* _What you will do_:
1) Copy everything from "There are several" down to "more devastating demise." in the text on sex addiction, substituting "false information" for "misinformation".
2) Carry on writing the text on sex addiction, starting right after its last sentence.

* _Text_:
Recently the media have been questioning the legitimacy of sexual addiction. Is it a real disorder – or just an excuse for “bad boys” to have sex?

Having worked in the field for more than 20 years, I know that sex addiction can kill, both physically and in the emotional/spiritual realm. Sex addiction leaves addicts feeling demoralized; riddled with shame, they experience feelings of despair, loneliness, and isolation. They feel perverted, like social outcasts living a double life of disconnection and disgust.

There are several reasons for the misconceptions surrounding sex addiction. The disorder has yet to be deemed legitimate by The American Psychiatric Association and has yet to find a place in The Diagnostic and Statistical Manual of Mental Disorders. If there is not an official code for a disorder, some professionals deny or question its legitimacy. Clients are often left with misinformation or, even worse, a denial that their behaviors constitute a problem. Many clients come to my office and explain their histories with other therapists: “I told them about what I was doing, and they said it was fine.” This can be devastating for clients.  They feel confused, not heard, misunderstood, invalidated. Often they continue their risky behaviors until they meet an even more devastating demise.

We live in a sexually addicted culture, which adds more confusion and denial to the arena of sex addiction. We use sex as a commodity and glorify the objectification of the individual. These practices make it difficult for a culture to embrace the paradigm of sexual disorders.

Dataset items:

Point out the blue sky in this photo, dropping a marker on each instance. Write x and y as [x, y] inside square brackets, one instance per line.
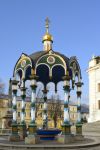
[75, 26]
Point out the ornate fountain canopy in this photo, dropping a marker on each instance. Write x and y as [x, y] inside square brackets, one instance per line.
[48, 65]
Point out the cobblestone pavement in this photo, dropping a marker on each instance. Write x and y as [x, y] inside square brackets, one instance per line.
[88, 131]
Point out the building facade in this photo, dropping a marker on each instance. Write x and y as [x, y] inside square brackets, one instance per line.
[94, 89]
[55, 112]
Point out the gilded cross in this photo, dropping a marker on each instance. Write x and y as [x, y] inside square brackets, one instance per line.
[47, 21]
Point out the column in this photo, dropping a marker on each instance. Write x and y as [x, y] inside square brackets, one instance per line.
[22, 126]
[66, 123]
[33, 126]
[78, 122]
[14, 136]
[45, 107]
[32, 137]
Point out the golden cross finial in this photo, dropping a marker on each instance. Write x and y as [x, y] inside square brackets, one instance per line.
[47, 21]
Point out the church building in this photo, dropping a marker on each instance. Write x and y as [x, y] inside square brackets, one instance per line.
[94, 89]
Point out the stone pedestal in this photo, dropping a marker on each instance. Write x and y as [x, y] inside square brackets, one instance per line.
[22, 131]
[79, 137]
[14, 136]
[32, 139]
[66, 129]
[65, 139]
[79, 129]
[66, 136]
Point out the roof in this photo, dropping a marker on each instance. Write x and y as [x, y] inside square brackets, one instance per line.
[35, 56]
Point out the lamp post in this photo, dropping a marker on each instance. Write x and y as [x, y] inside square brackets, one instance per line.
[45, 107]
[79, 123]
[66, 124]
[32, 137]
[14, 136]
[22, 125]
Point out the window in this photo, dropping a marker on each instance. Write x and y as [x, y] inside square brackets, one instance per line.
[98, 87]
[98, 104]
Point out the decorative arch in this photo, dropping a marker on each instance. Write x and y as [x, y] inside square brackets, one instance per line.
[74, 65]
[42, 71]
[23, 62]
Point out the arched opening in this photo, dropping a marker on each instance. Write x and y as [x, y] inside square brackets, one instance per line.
[57, 73]
[42, 71]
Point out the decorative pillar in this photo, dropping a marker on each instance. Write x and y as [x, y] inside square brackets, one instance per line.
[22, 126]
[66, 136]
[32, 137]
[14, 136]
[45, 115]
[78, 122]
[66, 123]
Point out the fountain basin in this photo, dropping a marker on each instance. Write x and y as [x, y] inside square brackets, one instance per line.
[48, 134]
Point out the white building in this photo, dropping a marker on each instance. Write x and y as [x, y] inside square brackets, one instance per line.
[94, 89]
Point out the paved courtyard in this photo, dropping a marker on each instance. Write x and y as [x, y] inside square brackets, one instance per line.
[89, 131]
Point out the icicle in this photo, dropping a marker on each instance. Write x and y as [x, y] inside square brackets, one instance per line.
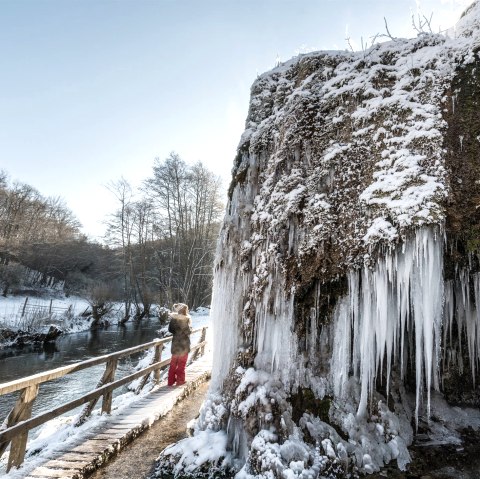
[401, 296]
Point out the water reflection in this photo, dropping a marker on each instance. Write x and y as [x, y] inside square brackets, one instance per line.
[31, 359]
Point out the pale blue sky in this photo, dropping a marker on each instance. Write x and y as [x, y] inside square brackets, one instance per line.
[91, 90]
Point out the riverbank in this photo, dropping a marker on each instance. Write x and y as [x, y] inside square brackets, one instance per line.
[41, 317]
[138, 458]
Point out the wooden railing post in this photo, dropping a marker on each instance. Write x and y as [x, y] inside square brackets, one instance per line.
[156, 375]
[15, 428]
[21, 412]
[157, 359]
[200, 351]
[24, 306]
[203, 337]
[109, 377]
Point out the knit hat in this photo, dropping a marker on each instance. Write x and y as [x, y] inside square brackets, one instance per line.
[180, 308]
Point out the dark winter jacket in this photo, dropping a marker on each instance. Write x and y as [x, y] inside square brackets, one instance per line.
[181, 327]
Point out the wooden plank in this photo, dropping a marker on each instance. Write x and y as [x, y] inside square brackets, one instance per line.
[42, 418]
[38, 378]
[47, 472]
[67, 465]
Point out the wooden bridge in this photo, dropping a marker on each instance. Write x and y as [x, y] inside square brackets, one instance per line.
[94, 444]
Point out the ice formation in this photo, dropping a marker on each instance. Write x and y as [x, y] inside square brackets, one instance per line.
[347, 282]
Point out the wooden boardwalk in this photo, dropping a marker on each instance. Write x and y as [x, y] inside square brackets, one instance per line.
[88, 450]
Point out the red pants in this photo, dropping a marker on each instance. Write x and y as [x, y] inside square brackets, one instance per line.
[176, 373]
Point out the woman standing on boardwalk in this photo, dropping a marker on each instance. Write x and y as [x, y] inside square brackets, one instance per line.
[180, 326]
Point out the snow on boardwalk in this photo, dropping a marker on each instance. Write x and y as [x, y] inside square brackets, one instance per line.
[102, 442]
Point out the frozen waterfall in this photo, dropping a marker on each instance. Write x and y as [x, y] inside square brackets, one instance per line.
[392, 313]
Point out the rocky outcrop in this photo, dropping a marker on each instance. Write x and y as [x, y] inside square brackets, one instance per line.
[347, 283]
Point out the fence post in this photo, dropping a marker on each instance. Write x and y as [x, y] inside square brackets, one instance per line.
[157, 358]
[24, 306]
[21, 412]
[109, 377]
[156, 374]
[202, 339]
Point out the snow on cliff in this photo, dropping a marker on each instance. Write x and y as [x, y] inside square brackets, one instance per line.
[347, 276]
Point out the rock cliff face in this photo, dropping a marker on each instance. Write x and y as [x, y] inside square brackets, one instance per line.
[347, 281]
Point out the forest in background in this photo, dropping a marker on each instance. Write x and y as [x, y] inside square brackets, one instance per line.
[158, 247]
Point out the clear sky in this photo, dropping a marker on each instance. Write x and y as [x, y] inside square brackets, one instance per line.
[92, 90]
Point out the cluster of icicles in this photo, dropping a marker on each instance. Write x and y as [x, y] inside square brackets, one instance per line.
[395, 312]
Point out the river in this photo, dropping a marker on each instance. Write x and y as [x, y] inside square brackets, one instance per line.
[20, 362]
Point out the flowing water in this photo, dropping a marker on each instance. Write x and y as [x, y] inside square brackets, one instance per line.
[20, 362]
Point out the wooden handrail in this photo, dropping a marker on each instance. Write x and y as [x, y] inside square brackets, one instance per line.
[39, 378]
[18, 423]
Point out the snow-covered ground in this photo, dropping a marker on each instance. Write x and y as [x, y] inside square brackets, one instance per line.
[65, 313]
[61, 431]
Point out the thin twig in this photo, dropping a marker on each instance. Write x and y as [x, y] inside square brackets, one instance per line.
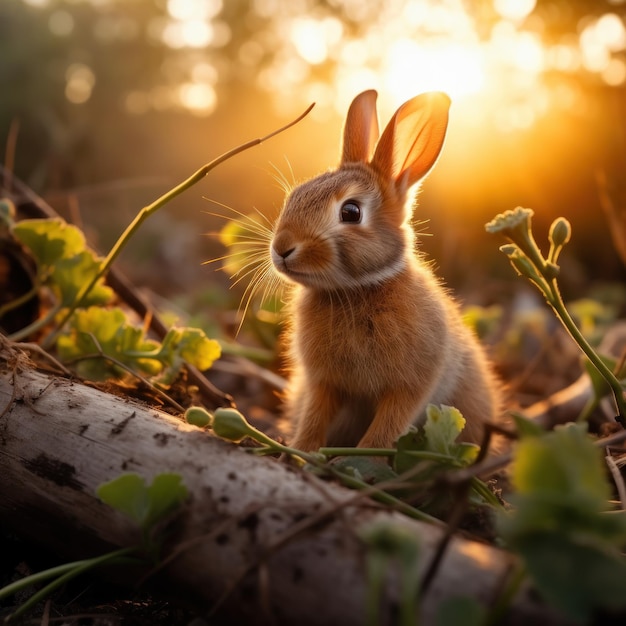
[148, 210]
[618, 479]
[100, 354]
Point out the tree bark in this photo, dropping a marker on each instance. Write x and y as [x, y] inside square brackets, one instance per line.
[270, 539]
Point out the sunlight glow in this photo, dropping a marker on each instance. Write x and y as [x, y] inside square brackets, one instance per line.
[61, 23]
[313, 39]
[515, 10]
[79, 83]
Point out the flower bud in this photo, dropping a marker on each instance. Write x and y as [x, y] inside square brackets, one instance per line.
[197, 416]
[230, 424]
[560, 232]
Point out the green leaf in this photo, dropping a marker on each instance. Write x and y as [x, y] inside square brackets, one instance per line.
[527, 427]
[50, 239]
[563, 461]
[63, 259]
[129, 495]
[600, 386]
[166, 493]
[443, 425]
[69, 275]
[197, 416]
[575, 574]
[461, 610]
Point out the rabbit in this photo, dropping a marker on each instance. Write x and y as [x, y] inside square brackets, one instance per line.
[373, 336]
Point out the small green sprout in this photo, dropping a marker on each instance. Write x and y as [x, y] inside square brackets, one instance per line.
[527, 260]
[198, 416]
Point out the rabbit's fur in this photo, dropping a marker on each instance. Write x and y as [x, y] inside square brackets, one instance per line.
[373, 336]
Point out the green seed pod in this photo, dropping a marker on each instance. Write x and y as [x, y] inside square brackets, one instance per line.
[560, 232]
[231, 425]
[197, 416]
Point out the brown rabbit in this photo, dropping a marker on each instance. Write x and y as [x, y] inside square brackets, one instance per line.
[373, 336]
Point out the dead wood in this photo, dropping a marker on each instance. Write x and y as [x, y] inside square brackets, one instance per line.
[277, 545]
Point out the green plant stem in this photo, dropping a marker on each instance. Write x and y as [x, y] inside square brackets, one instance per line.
[505, 598]
[385, 498]
[36, 325]
[556, 302]
[388, 452]
[68, 572]
[147, 211]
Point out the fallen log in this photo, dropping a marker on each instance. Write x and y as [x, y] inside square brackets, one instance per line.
[278, 545]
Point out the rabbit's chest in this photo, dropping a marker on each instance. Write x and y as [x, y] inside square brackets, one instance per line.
[359, 344]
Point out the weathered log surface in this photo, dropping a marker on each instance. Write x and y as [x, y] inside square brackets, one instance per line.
[59, 440]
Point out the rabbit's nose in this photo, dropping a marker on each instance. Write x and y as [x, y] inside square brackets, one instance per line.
[285, 253]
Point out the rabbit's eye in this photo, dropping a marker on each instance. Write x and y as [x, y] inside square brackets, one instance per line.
[350, 212]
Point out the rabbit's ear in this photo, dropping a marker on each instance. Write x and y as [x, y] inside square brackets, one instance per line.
[360, 133]
[411, 142]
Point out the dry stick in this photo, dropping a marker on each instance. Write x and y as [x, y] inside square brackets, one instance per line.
[9, 153]
[148, 210]
[122, 286]
[101, 355]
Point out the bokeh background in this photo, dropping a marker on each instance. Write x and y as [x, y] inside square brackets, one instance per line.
[104, 104]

* _Answers for the tasks_:
1)
There are several reasons for the misconceptions surrounding sex addiction. The disorder has yet to be deemed legitimate by The American Psychiatric Association and has yet to find a place in The Diagnostic and Statistical Manual of Mental Disorders. If there is not an official code for a disorder, some professionals deny or question its legitimacy. Clients are often left with false information or, even worse, a denial that their behaviors constitute a problem. Many clients come to my office and explain their histories with other therapists: “I told them about what I was doing, and they said it was fine.” This can be devastating for clients.  They feel confused, not heard, misunderstood, invalidated. Often they continue their risky behaviors until they meet an even more devastating demise.

2)
Like any addiction, sexual addiction meets the criteria for a compulsive and addictive disorder: loss of control, continuance despite negative consequences, a progression in self-destructive behaviors (usually resulting in the need for more intensity and/or danger), and unsuccessful efforts to stop.

We use these criteria, as well as other assessment tools, with our patients at The Meadows. We have been identifying and treating this addiction for 20-some years. Not every person who comes into treatment is ready to address the problem. Treatment can be challenging, painful, and disruptive. But when the client is ready, there are answers, and there is healing. I have had witnessed the courage of many people seeking answers and finding inner healing and peace.

Despite the questioning reports in the media, sex addiction is very real. It is treatable, and people can heal. My hope is that we will see a continual paradigm shift so that those who still suffer will find the support, help, and healing they deserve.